##### DATA FOR THE TASK

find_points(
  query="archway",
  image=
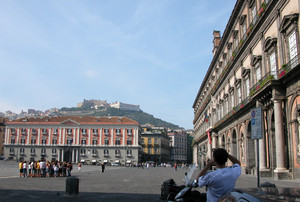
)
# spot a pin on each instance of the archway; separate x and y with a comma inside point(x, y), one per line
point(234, 144)
point(250, 157)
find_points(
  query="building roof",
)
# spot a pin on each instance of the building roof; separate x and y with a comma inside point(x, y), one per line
point(107, 120)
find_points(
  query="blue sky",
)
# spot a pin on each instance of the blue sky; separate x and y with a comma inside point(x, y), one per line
point(153, 53)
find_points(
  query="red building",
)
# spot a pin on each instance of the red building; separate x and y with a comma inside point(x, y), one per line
point(75, 139)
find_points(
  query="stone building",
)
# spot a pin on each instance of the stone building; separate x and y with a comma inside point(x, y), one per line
point(75, 139)
point(2, 135)
point(178, 146)
point(155, 143)
point(255, 64)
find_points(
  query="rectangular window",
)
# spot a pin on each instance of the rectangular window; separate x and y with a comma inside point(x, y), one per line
point(54, 151)
point(33, 141)
point(106, 131)
point(44, 141)
point(273, 65)
point(84, 131)
point(247, 83)
point(293, 49)
point(232, 100)
point(129, 142)
point(239, 95)
point(95, 131)
point(54, 141)
point(69, 131)
point(254, 14)
point(118, 131)
point(129, 131)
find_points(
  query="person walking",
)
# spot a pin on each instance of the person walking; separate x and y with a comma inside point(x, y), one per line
point(103, 167)
point(21, 168)
point(24, 169)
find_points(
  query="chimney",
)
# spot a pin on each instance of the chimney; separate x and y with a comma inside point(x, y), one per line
point(216, 41)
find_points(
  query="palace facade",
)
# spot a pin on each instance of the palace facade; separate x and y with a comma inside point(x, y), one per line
point(73, 139)
point(255, 64)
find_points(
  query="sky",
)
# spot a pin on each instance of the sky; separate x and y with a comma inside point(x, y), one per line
point(152, 53)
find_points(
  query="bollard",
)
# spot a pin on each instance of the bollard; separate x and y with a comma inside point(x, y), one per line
point(72, 185)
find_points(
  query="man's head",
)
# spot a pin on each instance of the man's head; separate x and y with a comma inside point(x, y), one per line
point(220, 156)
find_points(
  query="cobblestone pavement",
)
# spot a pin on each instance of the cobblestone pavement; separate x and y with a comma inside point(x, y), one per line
point(115, 184)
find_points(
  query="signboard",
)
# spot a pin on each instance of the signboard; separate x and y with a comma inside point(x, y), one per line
point(256, 123)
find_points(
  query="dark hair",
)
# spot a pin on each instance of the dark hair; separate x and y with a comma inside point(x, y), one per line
point(220, 156)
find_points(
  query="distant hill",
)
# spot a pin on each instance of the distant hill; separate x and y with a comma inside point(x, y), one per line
point(138, 116)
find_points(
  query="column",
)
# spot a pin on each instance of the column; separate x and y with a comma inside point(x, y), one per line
point(279, 136)
point(18, 135)
point(209, 151)
point(59, 155)
point(214, 140)
point(62, 155)
point(39, 136)
point(195, 156)
point(28, 134)
point(73, 156)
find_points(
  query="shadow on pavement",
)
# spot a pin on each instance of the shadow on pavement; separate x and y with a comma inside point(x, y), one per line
point(28, 195)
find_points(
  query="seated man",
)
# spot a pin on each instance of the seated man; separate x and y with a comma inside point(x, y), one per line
point(223, 178)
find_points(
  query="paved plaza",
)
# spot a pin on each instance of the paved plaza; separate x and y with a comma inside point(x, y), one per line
point(115, 184)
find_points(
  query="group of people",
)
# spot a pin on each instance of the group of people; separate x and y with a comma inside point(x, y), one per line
point(45, 168)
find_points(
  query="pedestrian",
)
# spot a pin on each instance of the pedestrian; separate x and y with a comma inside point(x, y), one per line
point(24, 169)
point(223, 179)
point(21, 168)
point(103, 167)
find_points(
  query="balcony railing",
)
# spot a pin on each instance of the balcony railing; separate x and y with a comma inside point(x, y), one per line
point(289, 66)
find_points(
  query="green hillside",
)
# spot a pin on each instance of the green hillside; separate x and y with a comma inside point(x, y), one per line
point(139, 116)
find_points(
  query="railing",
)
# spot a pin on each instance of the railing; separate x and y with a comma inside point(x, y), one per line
point(289, 66)
point(233, 111)
point(262, 82)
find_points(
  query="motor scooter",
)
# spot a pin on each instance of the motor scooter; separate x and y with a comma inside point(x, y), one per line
point(187, 194)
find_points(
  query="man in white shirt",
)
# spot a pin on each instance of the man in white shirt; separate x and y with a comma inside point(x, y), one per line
point(223, 179)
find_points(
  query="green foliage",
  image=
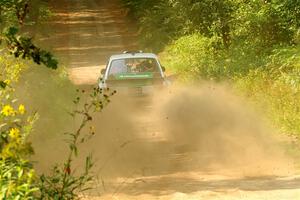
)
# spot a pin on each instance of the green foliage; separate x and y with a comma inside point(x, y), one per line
point(23, 47)
point(193, 57)
point(63, 183)
point(16, 180)
point(13, 15)
point(17, 176)
point(277, 87)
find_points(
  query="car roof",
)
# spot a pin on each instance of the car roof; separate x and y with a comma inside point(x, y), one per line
point(133, 55)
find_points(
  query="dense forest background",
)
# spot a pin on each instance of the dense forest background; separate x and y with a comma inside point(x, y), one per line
point(253, 44)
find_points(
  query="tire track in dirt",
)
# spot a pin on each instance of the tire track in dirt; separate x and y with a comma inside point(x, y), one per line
point(85, 33)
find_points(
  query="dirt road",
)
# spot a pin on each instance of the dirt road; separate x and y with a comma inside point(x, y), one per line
point(83, 34)
point(199, 146)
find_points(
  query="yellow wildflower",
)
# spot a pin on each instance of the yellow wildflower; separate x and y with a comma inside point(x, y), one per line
point(22, 109)
point(7, 111)
point(7, 82)
point(14, 133)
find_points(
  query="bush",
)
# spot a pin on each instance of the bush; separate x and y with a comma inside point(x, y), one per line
point(194, 57)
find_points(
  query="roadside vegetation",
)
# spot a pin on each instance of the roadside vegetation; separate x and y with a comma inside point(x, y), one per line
point(254, 45)
point(20, 60)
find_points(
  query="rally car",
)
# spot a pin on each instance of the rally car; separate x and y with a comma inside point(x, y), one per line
point(133, 73)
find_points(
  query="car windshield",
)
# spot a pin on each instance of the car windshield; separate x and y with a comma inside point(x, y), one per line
point(134, 66)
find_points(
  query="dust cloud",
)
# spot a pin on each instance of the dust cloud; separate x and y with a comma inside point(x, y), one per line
point(180, 129)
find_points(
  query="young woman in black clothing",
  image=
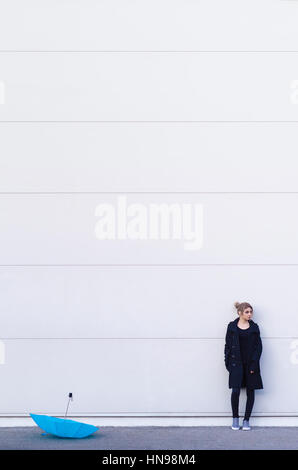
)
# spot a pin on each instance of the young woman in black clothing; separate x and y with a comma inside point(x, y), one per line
point(243, 349)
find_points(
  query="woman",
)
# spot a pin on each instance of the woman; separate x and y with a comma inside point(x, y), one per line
point(243, 349)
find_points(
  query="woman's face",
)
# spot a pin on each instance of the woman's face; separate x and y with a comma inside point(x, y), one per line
point(246, 314)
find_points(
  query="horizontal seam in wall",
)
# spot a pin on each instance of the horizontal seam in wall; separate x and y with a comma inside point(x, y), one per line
point(144, 192)
point(146, 121)
point(147, 51)
point(145, 265)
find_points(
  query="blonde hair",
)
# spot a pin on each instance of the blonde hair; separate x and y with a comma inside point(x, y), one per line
point(241, 306)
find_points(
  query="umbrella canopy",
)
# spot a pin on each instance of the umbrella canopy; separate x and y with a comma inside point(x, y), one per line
point(63, 427)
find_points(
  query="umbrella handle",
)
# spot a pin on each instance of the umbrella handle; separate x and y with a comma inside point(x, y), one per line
point(70, 397)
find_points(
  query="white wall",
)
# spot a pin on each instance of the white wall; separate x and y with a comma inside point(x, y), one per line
point(178, 101)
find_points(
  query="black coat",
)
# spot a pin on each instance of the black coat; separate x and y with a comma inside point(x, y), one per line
point(238, 377)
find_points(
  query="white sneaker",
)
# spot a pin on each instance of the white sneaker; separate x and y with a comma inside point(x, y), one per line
point(235, 424)
point(246, 426)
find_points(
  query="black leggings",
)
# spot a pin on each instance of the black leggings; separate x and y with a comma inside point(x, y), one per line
point(249, 402)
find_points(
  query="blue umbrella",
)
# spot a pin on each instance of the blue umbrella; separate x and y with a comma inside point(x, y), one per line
point(63, 427)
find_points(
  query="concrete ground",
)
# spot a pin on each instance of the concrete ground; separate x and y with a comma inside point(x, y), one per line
point(154, 438)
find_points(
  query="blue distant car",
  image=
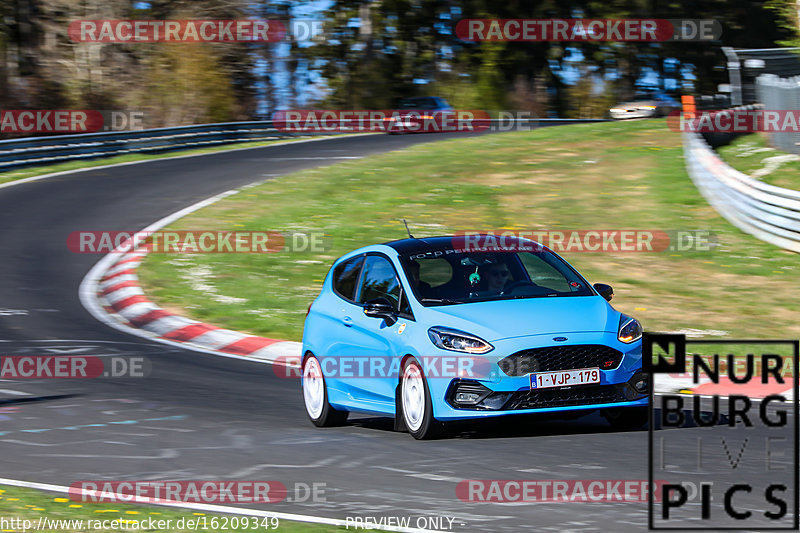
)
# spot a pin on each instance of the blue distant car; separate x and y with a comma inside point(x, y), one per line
point(439, 329)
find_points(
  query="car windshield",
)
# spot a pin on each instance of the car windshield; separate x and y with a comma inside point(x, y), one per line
point(449, 276)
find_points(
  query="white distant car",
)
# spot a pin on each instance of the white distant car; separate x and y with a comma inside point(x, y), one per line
point(645, 105)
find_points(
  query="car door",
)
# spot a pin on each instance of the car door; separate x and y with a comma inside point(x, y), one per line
point(377, 338)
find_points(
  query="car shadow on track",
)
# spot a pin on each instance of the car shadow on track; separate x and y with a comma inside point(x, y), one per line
point(507, 427)
point(526, 426)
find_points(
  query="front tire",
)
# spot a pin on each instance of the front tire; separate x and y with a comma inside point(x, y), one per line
point(416, 406)
point(315, 396)
point(627, 418)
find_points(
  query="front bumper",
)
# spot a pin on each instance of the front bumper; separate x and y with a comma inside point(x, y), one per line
point(502, 394)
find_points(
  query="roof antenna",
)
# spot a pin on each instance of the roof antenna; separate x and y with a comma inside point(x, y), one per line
point(408, 230)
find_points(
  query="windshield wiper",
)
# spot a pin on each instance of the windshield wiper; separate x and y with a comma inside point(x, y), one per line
point(445, 301)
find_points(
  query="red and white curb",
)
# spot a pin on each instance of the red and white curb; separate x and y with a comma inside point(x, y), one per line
point(121, 296)
point(111, 292)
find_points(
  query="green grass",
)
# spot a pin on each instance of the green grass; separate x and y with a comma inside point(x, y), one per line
point(28, 504)
point(29, 172)
point(752, 155)
point(619, 175)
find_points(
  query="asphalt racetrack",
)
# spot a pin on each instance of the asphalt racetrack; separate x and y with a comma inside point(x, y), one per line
point(203, 417)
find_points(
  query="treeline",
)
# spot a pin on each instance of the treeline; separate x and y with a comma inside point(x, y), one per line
point(372, 53)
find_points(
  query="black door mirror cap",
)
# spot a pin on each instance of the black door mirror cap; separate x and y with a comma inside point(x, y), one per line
point(604, 290)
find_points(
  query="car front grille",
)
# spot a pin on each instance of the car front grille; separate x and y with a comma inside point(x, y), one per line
point(552, 358)
point(582, 395)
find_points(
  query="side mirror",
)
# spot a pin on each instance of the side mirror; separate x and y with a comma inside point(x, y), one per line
point(605, 290)
point(380, 308)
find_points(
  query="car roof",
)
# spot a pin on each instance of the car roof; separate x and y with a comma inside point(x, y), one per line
point(430, 244)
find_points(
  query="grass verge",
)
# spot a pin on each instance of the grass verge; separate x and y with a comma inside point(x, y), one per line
point(33, 505)
point(617, 175)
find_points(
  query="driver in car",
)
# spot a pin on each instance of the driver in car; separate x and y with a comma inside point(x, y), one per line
point(497, 277)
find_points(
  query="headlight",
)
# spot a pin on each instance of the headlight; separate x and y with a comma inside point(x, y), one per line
point(629, 329)
point(458, 341)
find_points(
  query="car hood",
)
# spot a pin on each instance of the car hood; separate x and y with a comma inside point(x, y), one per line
point(530, 316)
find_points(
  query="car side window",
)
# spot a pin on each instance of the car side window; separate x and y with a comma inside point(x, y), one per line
point(380, 281)
point(345, 277)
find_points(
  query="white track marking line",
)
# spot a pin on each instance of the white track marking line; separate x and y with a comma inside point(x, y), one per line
point(222, 509)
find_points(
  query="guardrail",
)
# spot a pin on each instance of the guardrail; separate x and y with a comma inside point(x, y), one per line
point(781, 94)
point(15, 153)
point(53, 149)
point(769, 213)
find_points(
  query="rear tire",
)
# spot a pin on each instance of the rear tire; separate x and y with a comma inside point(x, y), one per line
point(415, 406)
point(315, 396)
point(627, 418)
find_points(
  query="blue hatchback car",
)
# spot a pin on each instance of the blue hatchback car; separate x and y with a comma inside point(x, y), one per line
point(440, 329)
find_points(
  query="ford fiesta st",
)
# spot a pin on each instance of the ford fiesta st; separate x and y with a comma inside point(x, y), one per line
point(440, 329)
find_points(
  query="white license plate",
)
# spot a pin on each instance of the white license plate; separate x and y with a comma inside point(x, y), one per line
point(565, 378)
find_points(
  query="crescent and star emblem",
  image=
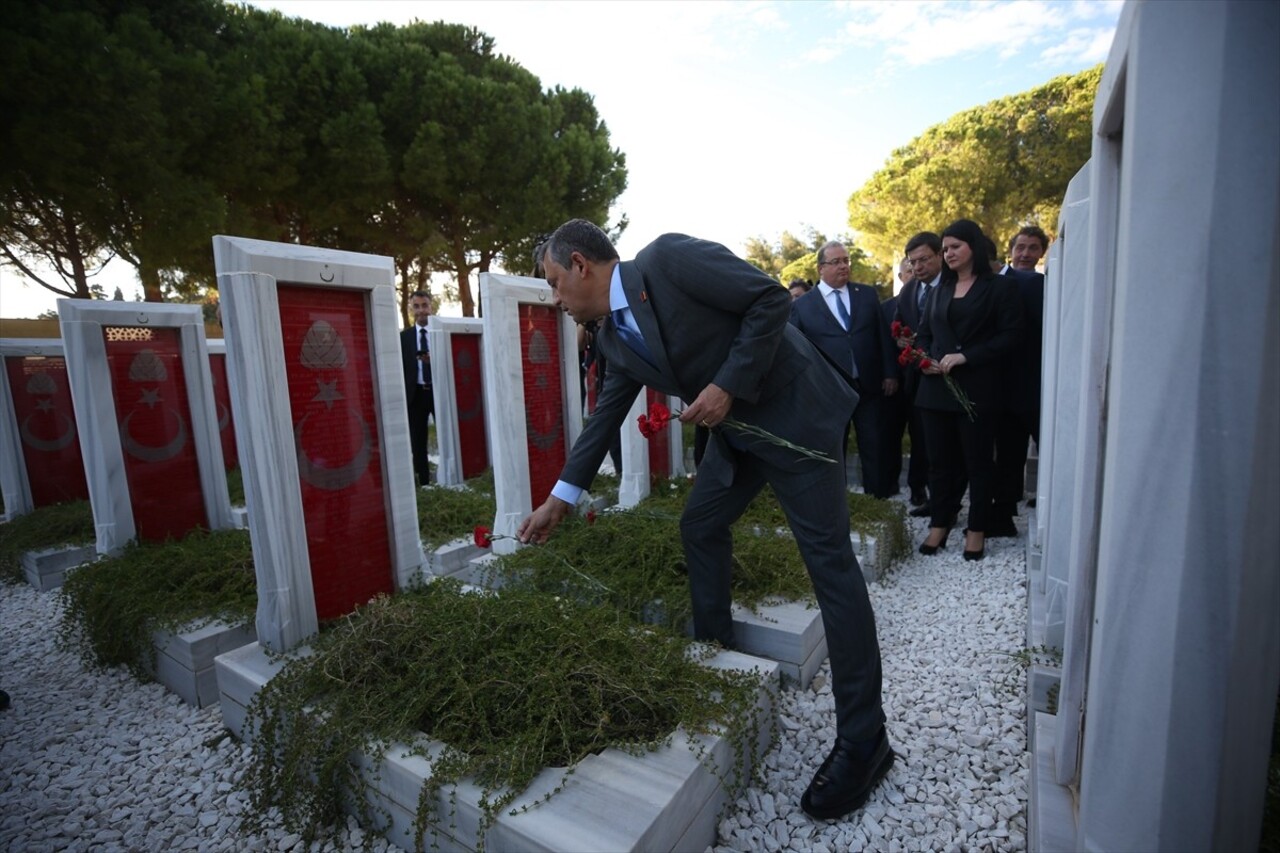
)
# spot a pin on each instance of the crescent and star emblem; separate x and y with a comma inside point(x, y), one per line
point(323, 350)
point(152, 452)
point(540, 354)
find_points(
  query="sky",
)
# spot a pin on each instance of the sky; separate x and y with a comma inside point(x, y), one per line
point(744, 118)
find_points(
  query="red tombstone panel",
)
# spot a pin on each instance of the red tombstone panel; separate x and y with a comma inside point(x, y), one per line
point(337, 434)
point(46, 427)
point(470, 395)
point(223, 401)
point(154, 419)
point(659, 445)
point(544, 396)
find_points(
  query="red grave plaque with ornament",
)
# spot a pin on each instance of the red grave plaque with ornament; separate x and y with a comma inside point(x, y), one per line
point(544, 396)
point(223, 404)
point(154, 420)
point(659, 446)
point(337, 434)
point(46, 428)
point(470, 395)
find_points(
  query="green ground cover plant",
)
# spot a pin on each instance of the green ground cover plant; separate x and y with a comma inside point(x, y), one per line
point(511, 682)
point(112, 607)
point(58, 524)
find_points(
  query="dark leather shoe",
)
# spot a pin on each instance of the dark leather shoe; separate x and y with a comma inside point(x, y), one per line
point(844, 781)
point(1002, 527)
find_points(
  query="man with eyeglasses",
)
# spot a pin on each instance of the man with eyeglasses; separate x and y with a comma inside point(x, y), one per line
point(924, 255)
point(845, 322)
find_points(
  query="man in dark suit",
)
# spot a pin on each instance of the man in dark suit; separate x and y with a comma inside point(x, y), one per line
point(1020, 419)
point(924, 254)
point(845, 322)
point(416, 360)
point(691, 319)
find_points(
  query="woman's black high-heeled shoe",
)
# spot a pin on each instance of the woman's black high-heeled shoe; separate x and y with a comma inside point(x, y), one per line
point(976, 555)
point(932, 550)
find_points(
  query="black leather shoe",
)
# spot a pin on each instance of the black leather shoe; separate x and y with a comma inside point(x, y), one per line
point(1002, 527)
point(927, 550)
point(845, 780)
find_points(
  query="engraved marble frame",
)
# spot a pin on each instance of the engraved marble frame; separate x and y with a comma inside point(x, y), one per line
point(101, 448)
point(14, 480)
point(501, 296)
point(248, 272)
point(439, 331)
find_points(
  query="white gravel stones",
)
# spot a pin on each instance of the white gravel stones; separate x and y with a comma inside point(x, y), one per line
point(97, 761)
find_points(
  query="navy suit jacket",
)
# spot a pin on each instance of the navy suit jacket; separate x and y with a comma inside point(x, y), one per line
point(708, 316)
point(1024, 366)
point(867, 343)
point(408, 361)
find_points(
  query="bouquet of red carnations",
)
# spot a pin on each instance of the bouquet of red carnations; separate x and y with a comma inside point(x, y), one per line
point(913, 355)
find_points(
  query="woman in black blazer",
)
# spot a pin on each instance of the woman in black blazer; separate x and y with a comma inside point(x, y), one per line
point(970, 323)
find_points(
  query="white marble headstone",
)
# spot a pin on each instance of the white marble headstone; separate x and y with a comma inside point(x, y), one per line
point(504, 299)
point(250, 274)
point(104, 442)
point(14, 478)
point(444, 381)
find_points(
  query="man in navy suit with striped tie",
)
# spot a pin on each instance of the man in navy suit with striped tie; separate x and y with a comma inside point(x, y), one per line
point(689, 318)
point(416, 360)
point(845, 322)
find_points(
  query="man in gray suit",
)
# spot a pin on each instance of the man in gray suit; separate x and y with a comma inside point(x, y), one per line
point(691, 319)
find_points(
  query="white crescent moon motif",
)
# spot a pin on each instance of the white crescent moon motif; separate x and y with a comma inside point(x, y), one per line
point(53, 445)
point(146, 452)
point(333, 479)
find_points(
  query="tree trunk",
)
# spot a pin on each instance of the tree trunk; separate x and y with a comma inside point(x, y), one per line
point(458, 255)
point(150, 278)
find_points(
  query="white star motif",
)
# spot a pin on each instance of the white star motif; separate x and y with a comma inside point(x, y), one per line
point(328, 393)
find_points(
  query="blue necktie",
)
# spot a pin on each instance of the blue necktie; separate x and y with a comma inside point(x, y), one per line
point(841, 310)
point(631, 337)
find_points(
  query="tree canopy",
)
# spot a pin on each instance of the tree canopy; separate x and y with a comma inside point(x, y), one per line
point(140, 128)
point(791, 258)
point(1004, 164)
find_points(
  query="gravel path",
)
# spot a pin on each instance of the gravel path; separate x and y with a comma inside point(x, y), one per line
point(95, 761)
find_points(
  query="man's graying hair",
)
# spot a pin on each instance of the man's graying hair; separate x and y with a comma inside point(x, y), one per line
point(577, 236)
point(822, 252)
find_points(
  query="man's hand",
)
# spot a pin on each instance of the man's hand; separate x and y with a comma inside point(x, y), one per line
point(543, 520)
point(711, 407)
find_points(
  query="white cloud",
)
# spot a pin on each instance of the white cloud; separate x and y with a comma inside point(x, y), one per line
point(1088, 46)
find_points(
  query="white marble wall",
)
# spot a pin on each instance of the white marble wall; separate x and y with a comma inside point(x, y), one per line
point(439, 332)
point(101, 447)
point(247, 276)
point(504, 395)
point(1165, 468)
point(14, 480)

##########

» **SHORT EXERCISE**: Extract every line of the rows above that contains the string "trunk". Match case exactly.

» **RESPONSE TO THE TASK**:
  query="tree trunk",
# spot a pin on each instance of the tree trunk; separate x and y with a comma inside point(x, y), one per line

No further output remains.